## To do
(a) In the memoir about a Cairo street and its bakery, who owned the patisserie across from the apartment?
(b) Copy the passage of the memoir about a Cairo street and its bakery between "But the crown" and "Home Made Cake.", inclusive.

--- Source extract Enclosed Below ---

Home Made Cake

Home Made Cake

Not Book Club Material Schlepping Across the Nile

My mother grew up in a large apartment on Rue Ismail Pasha in the Cairo suburb of Heliopolis. Some time after the 1952 officers’ revolution which overthrew King Faruk and brought Gammel Abdel Nasser to power, the street was renamed Rue Bagdad. Streets often change names in the Levant, depending on how the political winds blow.

The apartment was well situated. There was a stop for Cairo’s above ground metro only a few metres from the house. There was a florist on the ground floor. The Kashmir Cinema, which showed movies in Arabic, was walking distance, and the open-air Normandy Cinema, which had American and Italian films graced with both Arabic and French subtitles, was only one stop away. The fruit store and butcher were around the corner, and what food you could not get sometimes came to you on the street. This was primarily ful medames, the fava beans which were the staple of Egyptian cuisine and culture, which would arrive, by horse- pulled cart, in a huge copper pot every morning at 7.

But the crown jewel of the neighborhood was across the street. It was a French bakery, a patisserie, owned by a Greek family. It was called, if you can believe, Home Made Cake.

Now Cairo in those days was not only an ancient city with a storied past but was also the epitome of what we now refer to as a melting pot. Arabs, Greeks, French, Armenians, Brits, Copts, Turks, and Jews represented but a handful of the nations which filled the city streets. That melting pot was accompanied by all the respective languages - including English. But when my family spoke about Home Made Cake, I could not fathom a place with such a generic English name. Instead, I heard it in Arabic -

Om Met Kek.

As in “Ya wallad, je n’ais jamais manger un croque en bouche aussi bon que a Om Met Kek.” My boy, I have never eaten as good a croque en bouche as I did at Om Met Kek.

--- End of Enclosed Source extract ---
--- Data under study Enclosed Below ---

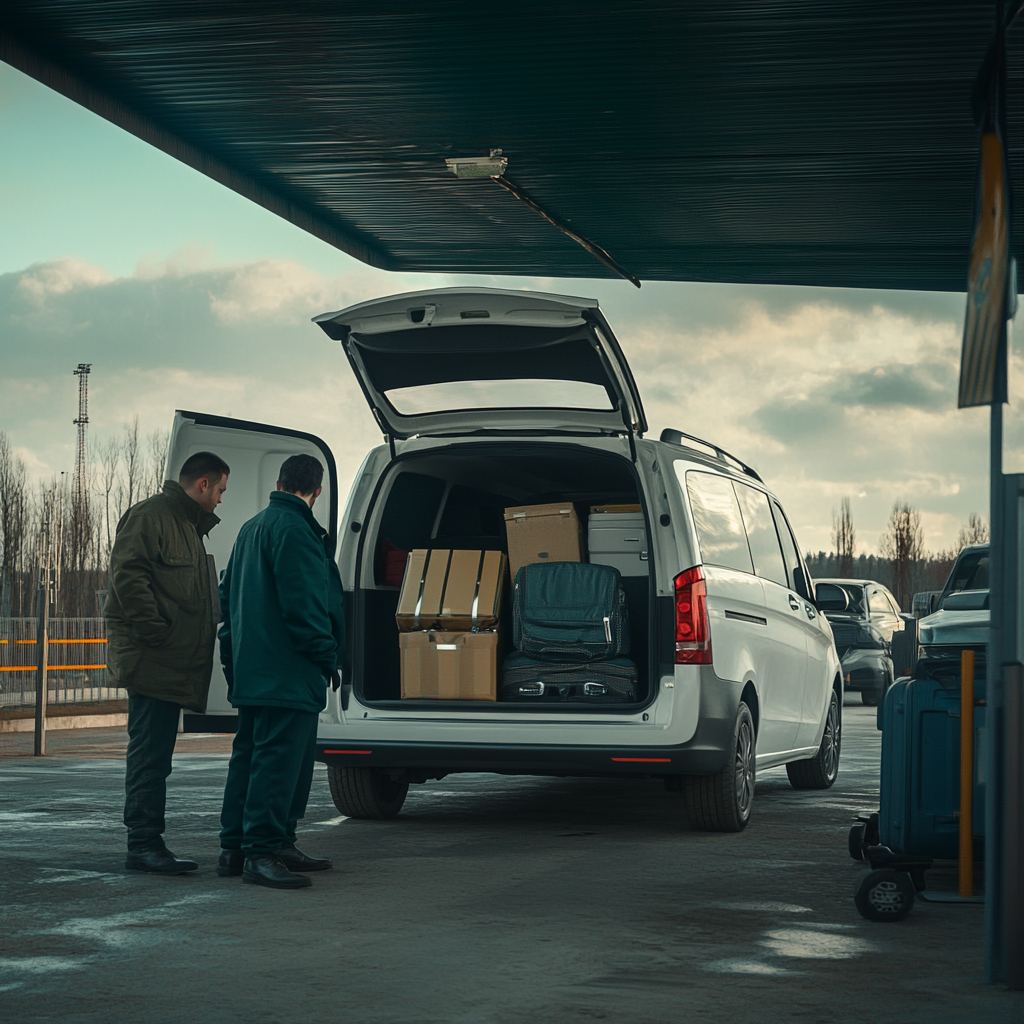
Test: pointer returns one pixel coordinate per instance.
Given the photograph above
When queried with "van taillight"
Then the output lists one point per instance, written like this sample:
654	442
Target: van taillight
692	628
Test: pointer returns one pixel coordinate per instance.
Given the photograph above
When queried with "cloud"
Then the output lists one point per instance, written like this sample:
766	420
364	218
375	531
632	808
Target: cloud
825	393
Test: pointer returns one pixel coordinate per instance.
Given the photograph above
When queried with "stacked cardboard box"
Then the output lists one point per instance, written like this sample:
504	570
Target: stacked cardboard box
449	611
543	534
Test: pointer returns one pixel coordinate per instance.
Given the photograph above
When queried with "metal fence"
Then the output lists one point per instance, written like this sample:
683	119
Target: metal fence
77	656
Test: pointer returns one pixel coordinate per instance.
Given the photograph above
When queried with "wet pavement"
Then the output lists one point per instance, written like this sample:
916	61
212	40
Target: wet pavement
489	899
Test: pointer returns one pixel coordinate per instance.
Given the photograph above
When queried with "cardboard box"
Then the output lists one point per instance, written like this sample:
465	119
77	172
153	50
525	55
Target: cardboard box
543	534
452	590
439	666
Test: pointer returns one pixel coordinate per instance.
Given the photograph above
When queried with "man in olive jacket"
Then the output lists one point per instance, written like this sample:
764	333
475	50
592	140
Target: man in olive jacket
280	645
161	629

--- End of Enclosed Data under study ---

## Task-by-task results
(a) A Greek family owned it.

(b)
But the crown jewel of the neighborhood was across the street. It was a French bakery, a patisserie, owned by a Greek family. It was called, if you can believe, Home Made Cake.